Article:
──────────
The Constitution Unit


Call for British Academy Postdoctoral Fellowship Applications

26 July 2019

The British Academy logo

The Constitution Unit would like to encourage applications to the 2019/2020 British Academy Postdoctoral Fellowship scheme. 

Duration and expenses

The British Academy scheme provides funding for outstanding early career researchers recently in receipt of a PhD (see criteria below), covering the costs of a 36-month fellowship with the purpose of enabling the award holder to pursue an independent research project. This scheme aims to help develop the candidate’s CV and boost their prospects of obtaining a permanent university post. The main emphasis is on the completion of a significant piece of publishable research, and the candidate’s integration into the community of established scholars within their field.

The Fellowship is available for three years, starting at the earliest in September 2020 and is non-renewable. The funding covers salary costs for three years and provides £6k towards research expenses in total.

To be eligible, candidates must have held a successful PhD viva between 1 April 2017 and 1 April 2020.

Areas of research

Potential candidates need to identify an academic who would support their application and agree to act as a mentor. The Constitution Unit Director and Deputy Director welcome approaches in the research areas indicated below (candidates are encouraged to explore their webpages for more detailed indications of previous research topics):

Professor Meg Russell

Professor Russell is Director of the Constitution Unit. She welcomes applicants wishing to conduct research in areas including British and comparative politics, in particular parliaments and legislatures (organisation, policy impact, member behaviour, bicameralism, reform), political party organisation, constitutions and constitutional reform.

Dr Alan Renwick

Dr Renwick is Deputy Director of the Constitution Unit. He welcomes applicants wishing to conduct research in areas including electoral systems, electoral reform, referendums, deliberative democratic institutions, and democratic reforms and innovations.

In 2018/2019 Dr Rebecca McKee was awarded a British Academy Postdoctoral Fellowship at the Constitution Unit, mentored by Professor Meg Russell. She is researching representation and diversity in parliament, including a survey of MPs’ staff. You can take a look at the project page on our website for more information about this research.

Researching at the Constitution Unit

The Constitution Unit is a politically neutral research centre based at University College London. We have over 20 years’ experience producing rigorous, timely and independent research on British political institutions, and have a close working relationship with policymakers, including representatives of all political parties. Our work has been influential in shaping various reforms.

In the last couple of years we have run major research projects such as the Citizens’ Assembly on Brexit, Options for an English Parliament, the Independent Commission on Referendums, and Mechanics of a Further Referendum on Brexit, as well as projects on improving information and discourse in election and referendum campaigns in the UK and the impact of the UK parliament on government legislation.
──────────
Data entries:
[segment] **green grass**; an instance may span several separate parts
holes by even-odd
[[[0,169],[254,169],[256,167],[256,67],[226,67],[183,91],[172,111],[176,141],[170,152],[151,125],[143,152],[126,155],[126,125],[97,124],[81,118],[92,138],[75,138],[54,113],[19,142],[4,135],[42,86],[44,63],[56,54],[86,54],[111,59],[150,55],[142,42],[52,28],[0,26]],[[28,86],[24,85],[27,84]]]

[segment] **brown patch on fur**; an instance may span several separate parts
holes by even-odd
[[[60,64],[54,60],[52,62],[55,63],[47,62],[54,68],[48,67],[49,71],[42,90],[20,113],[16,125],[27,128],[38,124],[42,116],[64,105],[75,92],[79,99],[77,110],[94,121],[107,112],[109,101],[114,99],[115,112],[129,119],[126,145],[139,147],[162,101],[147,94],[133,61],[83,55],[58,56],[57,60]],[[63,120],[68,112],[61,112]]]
──────────
Work to do:
- a) In the fellowship announcement, between which dates must a candidate's successful PhD viva have taken place?
- b) Continue the fellowship announcement, starting after its final sentence.

Per-task outputs:
- a) Between 1 April 2017 and 1 April 2020.

- b)
The Constitution Unit is housed in the Department of Political Science at UCL. The Department's status as one of Britain's leading centres for research in Political Science was confirmed by the 2014 Research Excellence Framework exercise. The School acts as the bridge between UCL's world-class research and the policy-making community in Britain and internationally. We have weekly seminars featuring distinguished external speakers and hold regular high-profile events for policy makers and others. Other potential mentors covering a broader range of political science topics are available in the Department – for details see here.

Application guidelines & eligibility

Applying is a multi-stage process. First, you must find a prospective mentor who is willing in principle to support your application, and who can give feedback on a draft. Second, you apply to the department, which can support a maximum of X applications. Third, you submit an outline application to the British Academy. Finally, if invited by the BA, you make a full application in early 2020.

Candidates who wish to apply for a fellowship based at the Unit in one of the topic areas indicated above should contact their potential mentor as soon as possible, indicating their project topic, broad proposed approach, and providing details of their previous qualifications (with grades) and any relevant publications. If your proposed mentor indicates support in principle for your project, you should then complete a full outline upon which they will be able to provide feedback if received by 17 August. The deadline for submission of your proposal to the department is then 31 August.

The British Academy has a range of eligibility criteria, which can be seen on their website here. You should check whether you are eligible to apply before contacting your potential mentor – and confirm to them that you have done so.

If you are invited by your proposed mentor to submit a draft proposal, this should include the following as per BA guidelines

  • Research Proposal Title

  • Abstract: Summarise your proposed research for an informed general audience (150 words)

  • Reason(s) for choice of host institution (150 words).

  • Previous Research: normally referring to the doctoral thesis (600 words)

  • Proposed Programme: description of the research programme, including methodology. Scholarly importance of the project and its feasibility, especially in terms of the proposed methodology and timescale should be emphasised (1500 words)

  • Plan of Action: Viability, specificity and originality of the research programme and of its achievability within the timescale should be emphasised (800 words)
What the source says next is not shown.